_Task directions_. How many lines in the entries below contain the string "boat", with case counting? Reply with the number alone.

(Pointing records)
---+---
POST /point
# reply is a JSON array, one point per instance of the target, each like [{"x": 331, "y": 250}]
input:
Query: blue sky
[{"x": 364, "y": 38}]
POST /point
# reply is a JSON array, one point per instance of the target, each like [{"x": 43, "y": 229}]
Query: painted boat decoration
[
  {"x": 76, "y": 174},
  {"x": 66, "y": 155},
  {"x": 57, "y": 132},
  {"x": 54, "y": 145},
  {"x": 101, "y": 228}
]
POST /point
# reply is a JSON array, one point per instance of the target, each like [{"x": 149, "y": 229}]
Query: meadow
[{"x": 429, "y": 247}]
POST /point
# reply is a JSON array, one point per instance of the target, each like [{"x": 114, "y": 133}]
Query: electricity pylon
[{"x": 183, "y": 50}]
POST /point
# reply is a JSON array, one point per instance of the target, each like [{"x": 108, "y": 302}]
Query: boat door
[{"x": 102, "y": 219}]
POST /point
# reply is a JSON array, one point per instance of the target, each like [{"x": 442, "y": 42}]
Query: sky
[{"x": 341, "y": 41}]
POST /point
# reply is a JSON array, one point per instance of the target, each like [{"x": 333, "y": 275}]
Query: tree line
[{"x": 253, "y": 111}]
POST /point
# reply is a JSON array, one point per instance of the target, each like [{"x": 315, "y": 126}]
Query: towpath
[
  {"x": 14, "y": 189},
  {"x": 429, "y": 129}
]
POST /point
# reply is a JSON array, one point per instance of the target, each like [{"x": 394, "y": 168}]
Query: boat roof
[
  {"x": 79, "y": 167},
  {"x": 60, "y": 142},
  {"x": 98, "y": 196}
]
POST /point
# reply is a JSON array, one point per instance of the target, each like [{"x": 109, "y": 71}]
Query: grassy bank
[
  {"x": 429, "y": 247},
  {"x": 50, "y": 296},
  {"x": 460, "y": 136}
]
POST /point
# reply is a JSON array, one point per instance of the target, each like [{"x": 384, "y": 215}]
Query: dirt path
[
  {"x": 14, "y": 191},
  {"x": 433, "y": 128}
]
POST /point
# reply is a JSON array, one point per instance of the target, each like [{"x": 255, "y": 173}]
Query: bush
---+---
_The solution_. 3